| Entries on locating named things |
────────────────

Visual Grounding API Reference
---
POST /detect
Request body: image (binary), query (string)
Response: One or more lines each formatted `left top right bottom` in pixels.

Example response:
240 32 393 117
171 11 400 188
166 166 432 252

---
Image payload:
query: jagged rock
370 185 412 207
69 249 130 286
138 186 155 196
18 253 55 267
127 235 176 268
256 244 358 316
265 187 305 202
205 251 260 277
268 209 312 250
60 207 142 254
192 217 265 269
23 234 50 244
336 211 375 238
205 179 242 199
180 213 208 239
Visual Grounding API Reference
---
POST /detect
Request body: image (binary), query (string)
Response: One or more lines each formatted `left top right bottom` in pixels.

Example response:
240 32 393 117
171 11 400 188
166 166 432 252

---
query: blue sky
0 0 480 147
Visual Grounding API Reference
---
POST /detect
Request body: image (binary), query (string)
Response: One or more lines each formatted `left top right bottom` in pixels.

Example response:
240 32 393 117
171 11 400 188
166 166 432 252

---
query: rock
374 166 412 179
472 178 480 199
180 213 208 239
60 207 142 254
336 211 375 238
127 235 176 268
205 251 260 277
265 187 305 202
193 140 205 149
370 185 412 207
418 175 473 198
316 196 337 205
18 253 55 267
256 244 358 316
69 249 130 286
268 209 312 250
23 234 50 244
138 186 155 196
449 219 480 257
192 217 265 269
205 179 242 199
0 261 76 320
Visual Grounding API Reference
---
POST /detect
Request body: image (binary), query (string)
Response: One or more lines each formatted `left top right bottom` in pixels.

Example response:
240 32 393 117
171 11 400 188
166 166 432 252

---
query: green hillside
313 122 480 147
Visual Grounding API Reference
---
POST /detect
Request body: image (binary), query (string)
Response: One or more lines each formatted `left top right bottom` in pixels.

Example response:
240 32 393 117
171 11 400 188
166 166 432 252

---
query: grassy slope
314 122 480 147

────────────────

| WRITTEN TASK |
Rename "query" to "prompt" everywhere in the lines above and give them again, leaving everything else untouched.

| COMPLETE RESPONSE |
Visual Grounding API Reference
---
POST /detect
Request body: image (binary), prompt (string)
Response: One or more lines each formatted `left top right bottom` in pixels.

Example response:
240 32 393 117
171 11 400 188
166 166 432 252

---
Image payload:
prompt: jagged rock
370 185 412 207
69 249 130 286
138 186 155 196
18 253 55 267
127 235 176 268
256 244 358 316
265 187 305 202
205 251 260 277
268 209 312 250
60 207 142 254
192 217 265 269
23 234 50 244
336 211 375 238
205 179 242 199
180 213 208 239
Visual Grounding API Reference
---
POST /detect
Request body: image (binary), prompt (string)
Response: One or more lines each formatted `left top right bottom` in pixels.

Example response:
240 32 393 117
171 11 400 188
166 166 432 252

---
prompt: blue sky
0 0 480 147
Visual Grounding API Reference
---
POST /detect
Request body: image (binary), prompt (string)
Response: One or more lines each formatted `left top right bottom` in pixels.

Example response:
240 32 393 117
171 11 400 188
166 166 432 252

---
prompt: rock
374 166 412 179
472 178 480 199
180 213 208 239
60 207 142 254
336 211 375 238
127 235 176 268
205 251 260 277
265 187 305 202
193 140 205 149
370 185 412 207
418 175 473 198
316 196 337 205
18 253 55 267
256 244 358 316
69 249 130 286
268 209 312 250
23 234 50 244
138 186 155 196
449 219 480 257
192 217 265 269
205 179 242 199
0 261 76 320
Visual Grounding API Reference
---
POST /detect
Request body: image (binary), prompt (string)
Response: One or more lines each formatted `left top right bottom` in pixels.

Example response:
240 32 393 117
171 11 400 188
166 166 432 252

---
prompt: green hillside
313 122 480 147
Visual Grounding API Reference
---
POST /detect
Request body: image (binary), prompt (string)
Response: One or more lines each formatted `left top right bottom` in pixels.

Example response:
240 32 393 117
171 11 400 188
166 166 432 252

---
prompt: grassy slope
314 122 480 147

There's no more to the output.